*Your goal*
Answer each question about the Sutton v. Village of Morenci opinion below.
(a) How many acres make up the plaintiffs' whole farm?
(b) What is the name of the public cemetery next to the part of the farm inside the village limits?
(c) What year is given in the heading of Sutton v. Village of Morenci?

*Selected passage*
>>>

Sutton v. Village of Morenci

202 Mich. 91 | Mich. | 1918

Steere, J.

Plaintiffs are husband and wife and own as tenants by entirety a farm of 60 acres, a portion of which, consisting of about 3.32 acres, lies within the corporate limits of the village of Morenci, Lena-wee county, adjacent to its so-called “Oak Grove” public cemetery. Owing to available space for burial being nearly exhausted in Oak Grove and a need for larger burial grounds in that community the village authorities desired and claimed it necessary to secure from plaintiffs this adjoining three and a fraction acre piece of land.

<<<

*Provided material*
>>>

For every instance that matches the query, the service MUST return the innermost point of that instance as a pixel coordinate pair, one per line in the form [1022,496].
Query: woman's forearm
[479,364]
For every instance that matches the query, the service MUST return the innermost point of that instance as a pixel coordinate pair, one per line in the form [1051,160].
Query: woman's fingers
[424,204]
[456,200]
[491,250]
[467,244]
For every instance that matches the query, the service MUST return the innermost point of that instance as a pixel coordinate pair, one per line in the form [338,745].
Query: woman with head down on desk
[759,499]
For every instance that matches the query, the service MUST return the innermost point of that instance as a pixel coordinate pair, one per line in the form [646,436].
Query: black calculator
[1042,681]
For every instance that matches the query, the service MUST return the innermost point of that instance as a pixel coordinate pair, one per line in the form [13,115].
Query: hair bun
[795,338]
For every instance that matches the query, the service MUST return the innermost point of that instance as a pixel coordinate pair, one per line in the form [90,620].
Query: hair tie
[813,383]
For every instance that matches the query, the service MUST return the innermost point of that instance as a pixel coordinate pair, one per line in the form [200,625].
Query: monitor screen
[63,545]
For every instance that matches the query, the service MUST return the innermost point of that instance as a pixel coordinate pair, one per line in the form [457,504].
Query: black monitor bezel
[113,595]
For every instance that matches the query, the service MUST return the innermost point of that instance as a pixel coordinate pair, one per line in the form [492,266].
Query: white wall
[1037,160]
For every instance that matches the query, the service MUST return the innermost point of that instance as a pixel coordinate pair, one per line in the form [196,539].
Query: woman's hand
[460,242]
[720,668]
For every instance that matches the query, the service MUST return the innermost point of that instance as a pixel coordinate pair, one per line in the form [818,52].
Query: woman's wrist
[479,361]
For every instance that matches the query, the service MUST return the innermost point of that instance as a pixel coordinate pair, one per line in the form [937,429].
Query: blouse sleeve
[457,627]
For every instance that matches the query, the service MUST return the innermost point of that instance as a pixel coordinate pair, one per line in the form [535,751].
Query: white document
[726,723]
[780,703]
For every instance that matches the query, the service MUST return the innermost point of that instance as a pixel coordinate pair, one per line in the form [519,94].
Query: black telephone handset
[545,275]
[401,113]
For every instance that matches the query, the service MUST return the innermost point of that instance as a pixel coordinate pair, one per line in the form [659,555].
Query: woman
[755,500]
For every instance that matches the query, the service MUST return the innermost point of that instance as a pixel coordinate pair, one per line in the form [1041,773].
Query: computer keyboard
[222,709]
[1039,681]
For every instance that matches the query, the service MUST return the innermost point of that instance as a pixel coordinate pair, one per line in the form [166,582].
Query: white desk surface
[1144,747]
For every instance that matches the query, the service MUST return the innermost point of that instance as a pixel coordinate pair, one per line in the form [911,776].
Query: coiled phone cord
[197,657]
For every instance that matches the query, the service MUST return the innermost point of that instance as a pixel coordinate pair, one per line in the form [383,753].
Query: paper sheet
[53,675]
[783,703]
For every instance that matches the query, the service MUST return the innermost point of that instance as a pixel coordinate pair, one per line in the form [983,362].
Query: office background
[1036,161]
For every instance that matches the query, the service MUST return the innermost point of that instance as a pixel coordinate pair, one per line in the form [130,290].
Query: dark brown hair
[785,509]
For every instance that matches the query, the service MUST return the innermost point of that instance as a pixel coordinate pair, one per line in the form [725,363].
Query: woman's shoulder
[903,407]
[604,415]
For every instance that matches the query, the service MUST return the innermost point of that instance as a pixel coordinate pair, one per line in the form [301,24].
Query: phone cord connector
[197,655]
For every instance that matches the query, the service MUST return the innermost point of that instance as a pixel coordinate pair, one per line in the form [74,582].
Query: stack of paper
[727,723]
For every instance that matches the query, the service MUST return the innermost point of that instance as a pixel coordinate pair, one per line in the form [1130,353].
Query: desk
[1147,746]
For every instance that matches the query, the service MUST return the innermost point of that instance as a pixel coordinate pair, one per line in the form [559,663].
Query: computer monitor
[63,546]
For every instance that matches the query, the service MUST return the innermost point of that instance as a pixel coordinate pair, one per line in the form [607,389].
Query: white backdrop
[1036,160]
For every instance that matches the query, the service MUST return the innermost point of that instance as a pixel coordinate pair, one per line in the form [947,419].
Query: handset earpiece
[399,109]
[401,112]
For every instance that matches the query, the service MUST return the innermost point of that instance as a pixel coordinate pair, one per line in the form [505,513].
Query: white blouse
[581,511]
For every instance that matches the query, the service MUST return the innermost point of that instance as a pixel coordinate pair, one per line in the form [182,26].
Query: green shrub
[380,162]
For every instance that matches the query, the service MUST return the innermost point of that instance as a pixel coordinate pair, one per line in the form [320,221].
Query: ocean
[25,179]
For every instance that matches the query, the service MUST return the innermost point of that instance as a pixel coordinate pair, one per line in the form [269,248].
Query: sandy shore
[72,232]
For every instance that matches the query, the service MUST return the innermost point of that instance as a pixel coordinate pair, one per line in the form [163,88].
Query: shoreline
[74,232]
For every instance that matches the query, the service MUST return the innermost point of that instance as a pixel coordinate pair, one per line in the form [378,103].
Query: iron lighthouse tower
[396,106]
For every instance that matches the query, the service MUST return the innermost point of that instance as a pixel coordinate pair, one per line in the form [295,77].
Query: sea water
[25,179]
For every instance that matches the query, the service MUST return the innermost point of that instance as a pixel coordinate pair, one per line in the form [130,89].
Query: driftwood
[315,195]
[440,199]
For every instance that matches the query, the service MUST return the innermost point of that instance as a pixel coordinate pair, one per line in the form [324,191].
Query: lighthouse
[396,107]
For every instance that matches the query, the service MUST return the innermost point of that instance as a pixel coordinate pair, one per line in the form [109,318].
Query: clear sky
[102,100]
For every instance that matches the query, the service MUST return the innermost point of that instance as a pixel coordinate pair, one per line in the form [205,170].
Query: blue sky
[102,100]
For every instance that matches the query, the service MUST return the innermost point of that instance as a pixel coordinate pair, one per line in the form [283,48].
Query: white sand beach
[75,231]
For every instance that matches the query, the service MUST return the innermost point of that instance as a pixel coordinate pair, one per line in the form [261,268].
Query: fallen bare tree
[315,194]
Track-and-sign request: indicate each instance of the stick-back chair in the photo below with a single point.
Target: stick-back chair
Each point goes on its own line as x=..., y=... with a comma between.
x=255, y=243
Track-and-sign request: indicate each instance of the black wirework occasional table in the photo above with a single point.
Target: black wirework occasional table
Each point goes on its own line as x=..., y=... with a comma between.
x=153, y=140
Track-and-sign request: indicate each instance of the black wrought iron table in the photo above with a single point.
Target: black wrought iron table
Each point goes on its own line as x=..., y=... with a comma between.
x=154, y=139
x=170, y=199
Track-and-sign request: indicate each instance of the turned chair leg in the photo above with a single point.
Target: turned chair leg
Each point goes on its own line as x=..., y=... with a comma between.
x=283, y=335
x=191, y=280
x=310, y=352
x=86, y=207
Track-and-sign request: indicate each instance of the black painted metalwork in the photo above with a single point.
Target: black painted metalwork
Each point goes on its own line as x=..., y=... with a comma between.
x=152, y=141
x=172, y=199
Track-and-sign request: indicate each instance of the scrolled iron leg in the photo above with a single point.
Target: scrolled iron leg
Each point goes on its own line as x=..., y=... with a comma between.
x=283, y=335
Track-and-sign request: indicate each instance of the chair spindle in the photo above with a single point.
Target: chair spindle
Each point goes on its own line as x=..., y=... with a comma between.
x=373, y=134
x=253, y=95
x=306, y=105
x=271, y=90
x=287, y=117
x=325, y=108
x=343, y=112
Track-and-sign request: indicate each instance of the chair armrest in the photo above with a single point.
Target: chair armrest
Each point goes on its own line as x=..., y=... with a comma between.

<<<

*Result for this exercise*
(a) 60 acres
(b) Oak Grove
(c) 1918